> _Exercise prompt_: When you transcribe the listing, keep each line exact and drop the pictures.

++++ Records to use

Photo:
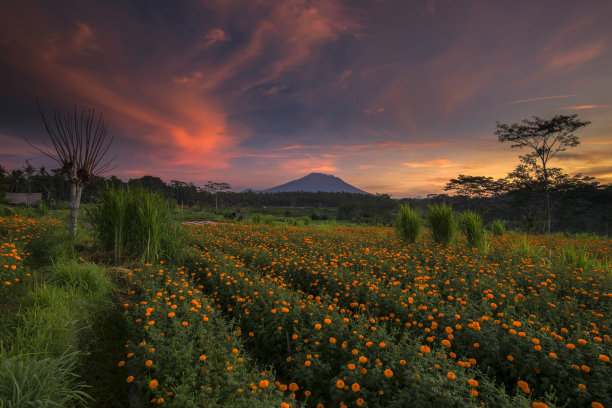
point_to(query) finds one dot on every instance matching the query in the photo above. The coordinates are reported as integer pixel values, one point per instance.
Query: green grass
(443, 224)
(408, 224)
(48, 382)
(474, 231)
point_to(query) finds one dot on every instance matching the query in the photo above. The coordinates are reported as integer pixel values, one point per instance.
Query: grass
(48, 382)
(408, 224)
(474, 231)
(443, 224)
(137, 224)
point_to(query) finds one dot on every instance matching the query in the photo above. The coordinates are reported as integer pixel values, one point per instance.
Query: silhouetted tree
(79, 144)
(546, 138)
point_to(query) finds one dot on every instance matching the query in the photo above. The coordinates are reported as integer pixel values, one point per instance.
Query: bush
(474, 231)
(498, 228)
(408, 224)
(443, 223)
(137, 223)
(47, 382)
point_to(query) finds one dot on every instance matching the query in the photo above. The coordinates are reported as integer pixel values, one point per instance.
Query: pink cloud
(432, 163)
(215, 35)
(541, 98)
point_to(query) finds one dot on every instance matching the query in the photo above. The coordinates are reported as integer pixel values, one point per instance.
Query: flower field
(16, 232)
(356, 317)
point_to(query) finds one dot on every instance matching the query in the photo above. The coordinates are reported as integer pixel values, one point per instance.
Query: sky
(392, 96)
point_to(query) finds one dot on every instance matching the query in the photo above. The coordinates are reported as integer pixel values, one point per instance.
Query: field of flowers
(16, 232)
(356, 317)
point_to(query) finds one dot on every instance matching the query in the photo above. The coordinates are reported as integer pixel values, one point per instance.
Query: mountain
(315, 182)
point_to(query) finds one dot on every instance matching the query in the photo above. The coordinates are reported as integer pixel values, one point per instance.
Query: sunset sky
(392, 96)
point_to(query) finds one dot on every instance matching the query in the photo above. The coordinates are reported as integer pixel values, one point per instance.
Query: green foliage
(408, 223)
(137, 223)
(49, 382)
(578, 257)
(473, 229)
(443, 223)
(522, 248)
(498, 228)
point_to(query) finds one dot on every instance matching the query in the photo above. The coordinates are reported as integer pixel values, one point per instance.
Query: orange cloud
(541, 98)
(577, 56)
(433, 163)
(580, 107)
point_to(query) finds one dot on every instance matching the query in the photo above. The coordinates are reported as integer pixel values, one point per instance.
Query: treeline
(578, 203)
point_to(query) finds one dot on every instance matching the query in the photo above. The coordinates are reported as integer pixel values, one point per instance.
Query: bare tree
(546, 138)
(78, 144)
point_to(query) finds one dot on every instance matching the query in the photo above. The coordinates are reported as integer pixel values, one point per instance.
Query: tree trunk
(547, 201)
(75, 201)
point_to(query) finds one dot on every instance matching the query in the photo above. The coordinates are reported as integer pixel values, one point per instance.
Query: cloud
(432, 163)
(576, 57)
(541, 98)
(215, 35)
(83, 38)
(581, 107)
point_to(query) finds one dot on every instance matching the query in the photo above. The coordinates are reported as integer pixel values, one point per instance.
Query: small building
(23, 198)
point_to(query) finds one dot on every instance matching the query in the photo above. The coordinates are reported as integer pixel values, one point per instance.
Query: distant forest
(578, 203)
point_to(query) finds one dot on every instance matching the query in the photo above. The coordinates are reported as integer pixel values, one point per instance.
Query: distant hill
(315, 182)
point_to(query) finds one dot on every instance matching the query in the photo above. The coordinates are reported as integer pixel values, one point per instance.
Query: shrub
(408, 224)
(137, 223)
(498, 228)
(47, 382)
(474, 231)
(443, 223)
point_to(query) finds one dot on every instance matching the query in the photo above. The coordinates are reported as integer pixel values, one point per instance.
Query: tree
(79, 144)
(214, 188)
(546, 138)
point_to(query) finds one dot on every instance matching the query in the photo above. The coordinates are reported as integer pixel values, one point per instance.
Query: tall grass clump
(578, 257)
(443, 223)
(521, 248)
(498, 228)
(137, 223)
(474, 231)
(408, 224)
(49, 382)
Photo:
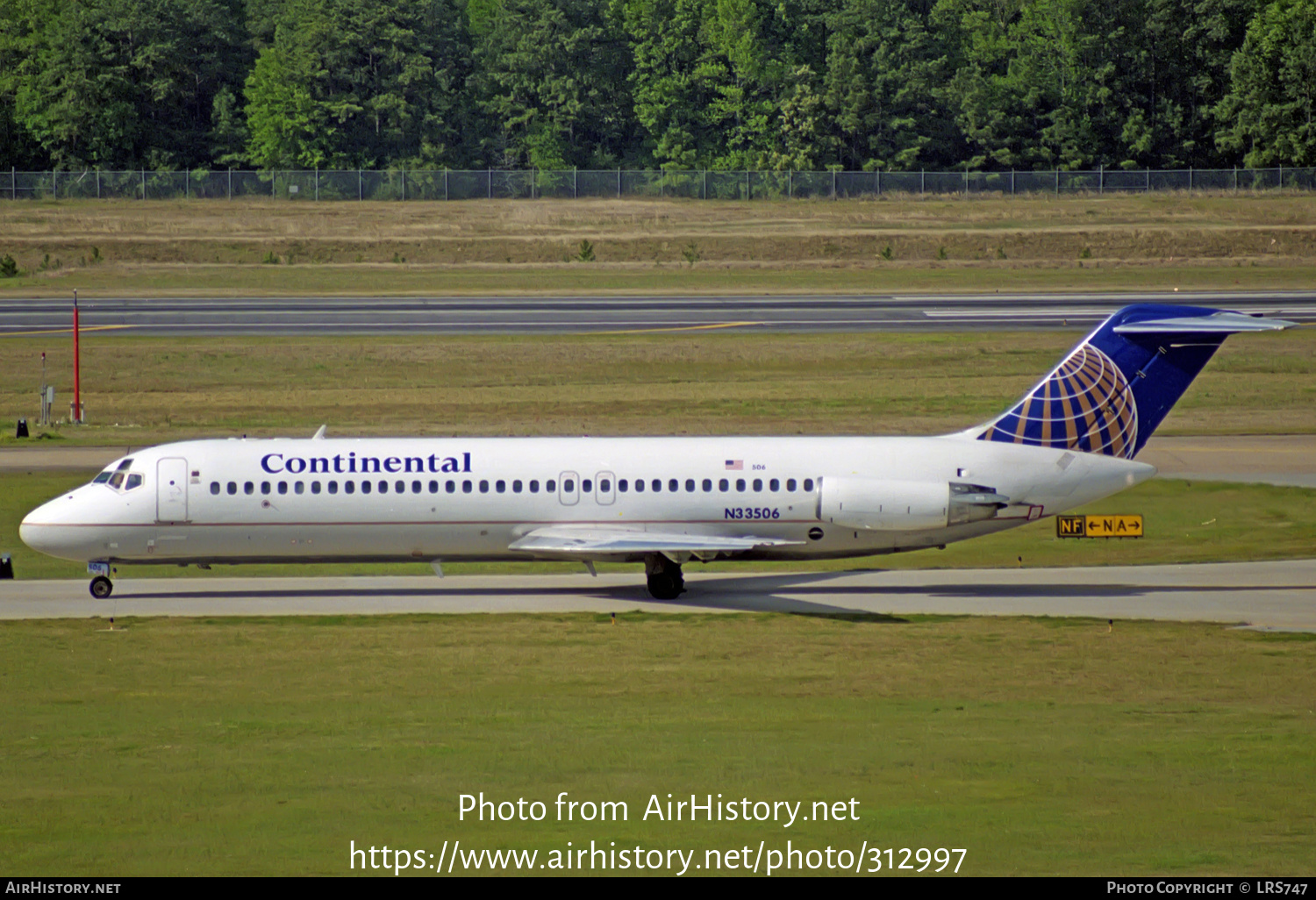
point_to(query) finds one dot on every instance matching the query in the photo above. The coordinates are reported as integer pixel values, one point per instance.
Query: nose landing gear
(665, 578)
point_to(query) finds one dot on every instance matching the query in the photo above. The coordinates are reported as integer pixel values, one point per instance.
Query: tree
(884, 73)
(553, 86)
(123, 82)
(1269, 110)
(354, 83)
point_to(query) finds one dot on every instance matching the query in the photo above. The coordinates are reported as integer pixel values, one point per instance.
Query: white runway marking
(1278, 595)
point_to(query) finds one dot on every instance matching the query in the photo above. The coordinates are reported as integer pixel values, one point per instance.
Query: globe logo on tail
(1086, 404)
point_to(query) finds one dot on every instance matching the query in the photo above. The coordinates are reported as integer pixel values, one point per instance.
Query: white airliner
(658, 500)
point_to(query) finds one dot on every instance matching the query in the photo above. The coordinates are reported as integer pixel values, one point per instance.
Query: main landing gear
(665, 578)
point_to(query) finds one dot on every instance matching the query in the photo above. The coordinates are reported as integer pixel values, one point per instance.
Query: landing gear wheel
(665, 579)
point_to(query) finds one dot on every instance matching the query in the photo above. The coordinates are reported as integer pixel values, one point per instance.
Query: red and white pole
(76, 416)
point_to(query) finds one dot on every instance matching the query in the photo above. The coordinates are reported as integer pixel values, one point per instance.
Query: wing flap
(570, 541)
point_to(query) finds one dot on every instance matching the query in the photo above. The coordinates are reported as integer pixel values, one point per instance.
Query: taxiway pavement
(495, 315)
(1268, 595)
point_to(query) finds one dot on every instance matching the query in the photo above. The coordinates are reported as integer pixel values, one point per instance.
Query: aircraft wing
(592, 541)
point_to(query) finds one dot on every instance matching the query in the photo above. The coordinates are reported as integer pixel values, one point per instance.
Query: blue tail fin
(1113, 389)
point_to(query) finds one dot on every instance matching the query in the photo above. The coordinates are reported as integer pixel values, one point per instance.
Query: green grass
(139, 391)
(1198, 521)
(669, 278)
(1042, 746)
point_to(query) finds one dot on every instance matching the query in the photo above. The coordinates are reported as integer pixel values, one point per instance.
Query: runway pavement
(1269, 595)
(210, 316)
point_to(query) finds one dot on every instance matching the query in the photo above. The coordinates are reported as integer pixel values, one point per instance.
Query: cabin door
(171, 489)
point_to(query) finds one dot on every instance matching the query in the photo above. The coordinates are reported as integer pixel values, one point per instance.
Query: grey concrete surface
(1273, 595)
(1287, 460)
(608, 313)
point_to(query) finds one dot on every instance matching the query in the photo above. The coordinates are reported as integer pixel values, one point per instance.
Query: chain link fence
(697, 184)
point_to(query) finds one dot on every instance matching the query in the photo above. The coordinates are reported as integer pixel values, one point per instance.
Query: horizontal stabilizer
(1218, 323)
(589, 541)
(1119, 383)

++++++++

> _Output for this task_:
Photo:
point_to(query) finds one dot on every instance matching the query in the photo above. The coordinates are reported as integer pixel values, one point per instance.
Query: green grass
(443, 224)
(408, 224)
(48, 382)
(474, 231)
point_to(query) finds one dot on every instance matching the query in the photo above. The coordinates are reported as integer pixel values, one point per instance.
Query: grass
(48, 382)
(408, 224)
(474, 231)
(443, 224)
(137, 224)
point_to(query) finds one dot on every instance matching the query in the photo above. The coordinates are reported as integer pixel values, one point per instance.
Query: silhouetted tree
(79, 144)
(546, 138)
point_to(query) finds one dot on every instance matching the query in the photo above. The coordinates are reported as integer pixel values, one point per instance.
Query: bush
(474, 231)
(498, 228)
(408, 224)
(443, 223)
(137, 223)
(47, 382)
point_to(query) finds one dot on every instance matching the query in the photo above. The coordinates are reported as integer pixel values, one point per instance.
Query: pink cloud
(432, 163)
(215, 35)
(541, 98)
point_to(query) finds one dot on every instance matching the query in the photo above. The coordinates are reported as integer pixel values, one point per instance.
Query: flower field
(16, 232)
(356, 317)
point_to(query) finds one dot on every instance matching the query in the photo above. The coordinates are reported as integer pixel values, one point per instance.
Query: sky
(392, 96)
point_to(query) finds one dot on every instance matching the query in the photo above. The coordinates are reported as integer pixel values, one point per instance.
Query: field of flowers
(16, 232)
(356, 317)
point_to(query) finds one dot on every instance matching the query in the photo above. The coordinates are reported as integer pixel values, one point per instance.
Query: mountain
(315, 182)
point_to(query) finds one dot on every instance matching the query in the photo above. The coordinates are reported as integer pixel values, one point per instance.
Query: sunset sky
(392, 96)
point_to(query) finds one dot on every instance matching the query in the photo above. The coordinates are reported as integer pixel values, one point per instance.
Query: green foliage
(408, 223)
(137, 223)
(49, 382)
(578, 257)
(473, 229)
(443, 223)
(522, 248)
(498, 228)
point_to(query) finds one dot on every instance matching the query in the photo above. The coordinates are reported as integer pixel values, one point per instance.
Query: orange cloud
(541, 98)
(577, 56)
(433, 163)
(580, 107)
point_to(query) finds one dot on every instance matching the query in the photo above. The coordinates are reported as integer pixel values, one point per instance.
Query: treeline
(578, 203)
point_to(query) finds one dot on every instance matching the query in the photo above. The coordinates are reported as integer pixel values, one point per instance.
Query: bare tree
(546, 138)
(78, 144)
point_to(query) finds one dot on every instance matching the query in the photo above. The coordinates are reported as integer pixel values, one point per instance.
Query: tree trunk
(547, 201)
(75, 201)
point_to(query) finds one dot on every instance matching the query in the photo above. The coordinates are reported as integer pixel values, one point per instance.
Query: cloud
(432, 163)
(576, 57)
(541, 98)
(215, 35)
(83, 38)
(581, 107)
point_to(query) finds one dot on every instance matching the query in the photo above. The coordinates are reported as integer pixel values, one point per instance.
Query: small building
(23, 198)
point_to(query) finds one dot on every instance matching the query in the photo above. The coordinates are reported as integer pixel values, one point per instance.
Query: distant forest
(578, 203)
point_to(query) finds one dot on every instance matching the query in the photo above. The coordinates are reported as integer pixel values, one point per instance.
Query: distant hill
(315, 182)
point_to(query) finds one dot on every instance matching the query in the photo above. The coordinates are reported as integer pixel values, one point per instance.
Query: shrub
(408, 224)
(137, 223)
(498, 228)
(47, 382)
(474, 231)
(443, 223)
point_to(query) finds one dot on every instance matching the query in the photo above. The coordinates are reported as integer pixel values, one point per instance.
Query: tree
(79, 144)
(214, 188)
(546, 138)
point_to(query) finds one dot on every instance matching the query in the photo above. The coordinates are reported as integer pixel values, one point per instance.
Query: tall grass clump
(578, 257)
(443, 223)
(521, 248)
(498, 228)
(137, 223)
(474, 231)
(408, 224)
(49, 382)
Photo:
point_to(query) finds one dot on every instance matching the query in the photo above. The coordinates are reported as integer pixel values, one point per instance.
Query: nose landing gear
(665, 578)
point_to(query) finds one dot on every instance matching the query in the photo above. The coordinates are reported as integer pixel values, one point per instance.
Query: tree
(884, 73)
(553, 86)
(123, 82)
(1269, 110)
(354, 83)
point_to(query) finds one dot on every instance matching the query in the photo above. The coordinates are reported as integer pixel values, one point per instance.
Query: white runway marking
(1278, 595)
point_to(query) finds one dot on every instance matching the query in the photo above. The coordinates are reported as integer pixel values, one point per instance.
Query: globe logo on tail
(1086, 404)
point_to(query) finds one dot on every instance matching the query in the photo above. The coordinates are reported as integer pixel values, one point per instance.
Query: white airliner
(658, 500)
point_to(query) finds one dot on every instance matching the query in the photo above. The coordinates are reported as integer pixel values, one point per instance.
Query: main landing gear
(665, 578)
point_to(query) finds one dot on every instance matching the query in the photo above. The coordinates are reported as integer pixel values, one point per instance.
Query: landing gear wheel
(665, 579)
point_to(query) finds one dot on every instance matching the query in the photo above. The coordinates are reported as integer pixel values, one point per instance.
Query: red and white pole
(76, 416)
point_to(query) finds one dot on every instance matching the query in the photo above. The coordinates are reported as integer pixel values, one point per instance.
Query: wing flap
(570, 541)
point_to(query) finds one dot on every instance matching the query in the photo above. The coordinates are reported as integer pixel values, one point per instance.
Query: taxiway pavement
(495, 315)
(1268, 595)
point_to(query) finds one dot on every instance matching the query in the photo above. The coordinates are reported as integer pixel values, one point per instance.
Query: aircraft wing
(592, 541)
point_to(query) finds one dot on every instance matching the query in the photo above. The coordinates are reported as integer pixel values, one point per instance.
Query: blue tail fin
(1113, 389)
point_to(query) finds one dot on every instance matching the query in the photo above. The coordinates are reported as integer pixel values, one point per instance.
Query: green grass
(139, 391)
(1198, 521)
(669, 278)
(1042, 746)
point_to(query) finds one dot on every instance matching the query in the photo above. The coordinates are reported as integer pixel values, one point per instance.
Query: runway pavement
(1269, 595)
(210, 316)
point_to(query) finds one dot on every instance matching the query in the photo above. The coordinates are reported as integer pixel values, one point per instance.
Query: cabin door
(171, 489)
point_to(query) finds one dot on every instance matching the query in the photo above. The coordinates are reported as integer pixel values, one point per instance.
Query: grey concrete surface
(1273, 595)
(1287, 460)
(608, 313)
point_to(query) finds one dot on every instance matching the query in the photo above. The coordinates are reported as integer pixel values, one point per instance.
Query: chain link fence
(697, 184)
point_to(query) finds one dot on every instance matching the query in the photo above. The coordinates are reported as integer pixel values, one point per instance.
Query: horizontal stabilizer
(1218, 323)
(589, 541)
(1119, 383)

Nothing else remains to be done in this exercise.